- **Action item**
Reprint each record exactly. Pictures are not reprinted.

- **Supplied data**
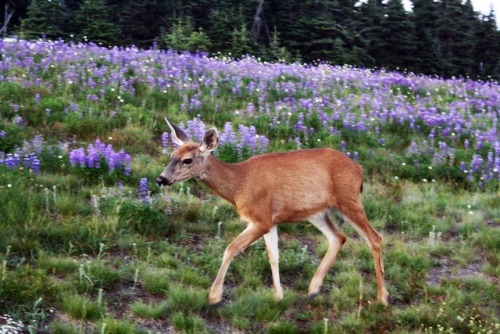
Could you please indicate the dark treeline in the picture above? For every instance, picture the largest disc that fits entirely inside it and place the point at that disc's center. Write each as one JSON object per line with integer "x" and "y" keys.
{"x": 446, "y": 38}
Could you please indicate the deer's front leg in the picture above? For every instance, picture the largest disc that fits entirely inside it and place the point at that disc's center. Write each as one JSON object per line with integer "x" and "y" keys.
{"x": 242, "y": 241}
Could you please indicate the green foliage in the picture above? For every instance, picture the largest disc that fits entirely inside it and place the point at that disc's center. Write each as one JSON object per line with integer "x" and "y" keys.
{"x": 45, "y": 18}
{"x": 183, "y": 36}
{"x": 82, "y": 307}
{"x": 95, "y": 25}
{"x": 445, "y": 38}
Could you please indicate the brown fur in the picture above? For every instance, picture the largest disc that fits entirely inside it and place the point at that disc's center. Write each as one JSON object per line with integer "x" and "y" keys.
{"x": 277, "y": 188}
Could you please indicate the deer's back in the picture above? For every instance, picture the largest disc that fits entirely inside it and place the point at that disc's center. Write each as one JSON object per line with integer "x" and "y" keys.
{"x": 293, "y": 186}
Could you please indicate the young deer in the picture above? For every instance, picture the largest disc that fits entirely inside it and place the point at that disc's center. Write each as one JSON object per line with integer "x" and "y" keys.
{"x": 276, "y": 188}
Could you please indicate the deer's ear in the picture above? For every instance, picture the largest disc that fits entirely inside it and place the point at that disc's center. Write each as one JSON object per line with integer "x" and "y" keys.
{"x": 178, "y": 136}
{"x": 210, "y": 141}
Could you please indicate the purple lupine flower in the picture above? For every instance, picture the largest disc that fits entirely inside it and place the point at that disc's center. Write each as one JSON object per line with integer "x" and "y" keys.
{"x": 11, "y": 160}
{"x": 32, "y": 163}
{"x": 143, "y": 191}
{"x": 165, "y": 139}
{"x": 342, "y": 145}
{"x": 227, "y": 136}
{"x": 78, "y": 158}
{"x": 19, "y": 121}
{"x": 476, "y": 163}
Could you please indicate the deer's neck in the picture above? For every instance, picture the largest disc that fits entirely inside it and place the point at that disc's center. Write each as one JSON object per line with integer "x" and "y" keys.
{"x": 222, "y": 178}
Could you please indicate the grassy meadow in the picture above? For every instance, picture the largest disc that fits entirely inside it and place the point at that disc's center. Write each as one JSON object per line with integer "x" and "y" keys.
{"x": 90, "y": 244}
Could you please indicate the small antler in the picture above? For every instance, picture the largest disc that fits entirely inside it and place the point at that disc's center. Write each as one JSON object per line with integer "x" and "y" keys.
{"x": 178, "y": 136}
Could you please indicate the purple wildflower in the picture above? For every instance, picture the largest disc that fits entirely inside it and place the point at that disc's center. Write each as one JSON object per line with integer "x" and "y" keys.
{"x": 143, "y": 191}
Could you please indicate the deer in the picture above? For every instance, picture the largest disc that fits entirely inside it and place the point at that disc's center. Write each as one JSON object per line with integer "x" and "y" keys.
{"x": 278, "y": 188}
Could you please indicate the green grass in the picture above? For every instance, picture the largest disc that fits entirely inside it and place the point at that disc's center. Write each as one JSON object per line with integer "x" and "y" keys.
{"x": 80, "y": 255}
{"x": 440, "y": 251}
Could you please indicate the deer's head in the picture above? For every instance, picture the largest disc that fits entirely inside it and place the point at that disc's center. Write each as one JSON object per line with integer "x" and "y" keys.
{"x": 188, "y": 160}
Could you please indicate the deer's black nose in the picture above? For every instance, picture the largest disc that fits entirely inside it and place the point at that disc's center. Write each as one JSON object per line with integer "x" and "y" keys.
{"x": 162, "y": 181}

- **Task solution**
Could you please indicate the dark treeline in the picture above? For every instance, picture the largest disc that fits entirely inside it and place the point at that disc's center. Write each as one JSON object per line with integer "x" and "y" keys.
{"x": 446, "y": 38}
Could you please indicate the deer's front leg in the picture above? For every instance, picture the largest disc that fits entirely inside it and place the point at that disc's center. Write each as one JSON object per line with integer "x" and "y" keys.
{"x": 242, "y": 241}
Could you please indicate the green foliage in the picture above? For every instance, picture the largest disc that fits entirely inside it and place the point at that disc's center. Write each as one JSON object per line with integer "x" and "y" keys.
{"x": 45, "y": 18}
{"x": 183, "y": 36}
{"x": 82, "y": 307}
{"x": 95, "y": 25}
{"x": 445, "y": 38}
Could you please indicate the brown fur in the picture above? For every instance, picture the largest disc that fits entirely inside it and place the point at that disc's center. Write each as one JSON object per line with integer "x" and "y" keys.
{"x": 277, "y": 188}
Could you please indicate the deer's back in the picture above? For every instance, picture the largest disc that fits entirely inside it and place the point at that disc's center. Write each as one JSON object per line with integer "x" and "y" keys.
{"x": 293, "y": 186}
Could you please indicate the young deer in the picture above? For every instance, picture the largest disc that fits entirely inside it and place the point at that disc's center. Write each as one JSON object per line with integer "x" and "y" keys.
{"x": 276, "y": 188}
Could you please indicate the deer's ear in the picture above? For every instance, picture the largest disc that fits entirely inside it and place the point at that disc's center. Write each as one JSON object per line with integer "x" and "y" keys.
{"x": 178, "y": 136}
{"x": 210, "y": 141}
Could you please indicate the purple lupine flower in the picture above? For every instance, picture the largest disc that fits entirely inside it and place the point at that disc's center. Write each as one JSON object per line with integer "x" and "y" keys.
{"x": 11, "y": 160}
{"x": 32, "y": 163}
{"x": 143, "y": 191}
{"x": 165, "y": 139}
{"x": 342, "y": 145}
{"x": 227, "y": 136}
{"x": 78, "y": 158}
{"x": 19, "y": 121}
{"x": 476, "y": 163}
Could you please indicate the deer's neck in the picture above? For every instance, picture the largest disc that fits entirely inside it and place the point at that disc's center. Write each as one JSON object per line with integer "x" and "y" keys.
{"x": 222, "y": 178}
Could you please indicate the grassy meadow in the picture above? For every instance, picture the largest disc that fits entirely inside it and place the point at that disc's center. Write each as one JSON object per line with integer "x" and "y" keys.
{"x": 90, "y": 244}
Could you please indicate the small antler in the picture above? For every instance, picture the largest disc that fits entirely inside it and place the point at that disc's center. Write each as one JSON object per line with integer "x" and "y" keys.
{"x": 178, "y": 136}
Could you please indicate the purple wildflower in the picture above? For every instance, picture the largest disc that fits entirely inside it and place the point at that disc's center. Write each as one JSON object per line with integer "x" and "y" keys.
{"x": 143, "y": 191}
Could you please indicate the deer in the picture above? For every instance, picture the largest disc that fits entirely inside it and place the point at that disc's center. Write each as one JSON object per line with integer "x" and "y" keys.
{"x": 278, "y": 188}
Could you please indicate the green grass in the picture above? For every instance, picture the largest disc that fits entirely inside it and place the point at that disc's center. Write each as one JSON object per line with integer "x" and "y" keys.
{"x": 80, "y": 255}
{"x": 440, "y": 251}
Could you please indicate the deer's head in the picture above? For every instance, picture the largest disc that fits entirely inside it and place the point at that disc's center. Write each as one JSON object per line with integer "x" and "y" keys.
{"x": 188, "y": 160}
Could you please indicate the deer's black nose in the picture above? For every instance, picture the largest disc that fits entirely inside it and place the point at that disc's center. Write each as one JSON object per line with integer "x" and "y" keys.
{"x": 162, "y": 181}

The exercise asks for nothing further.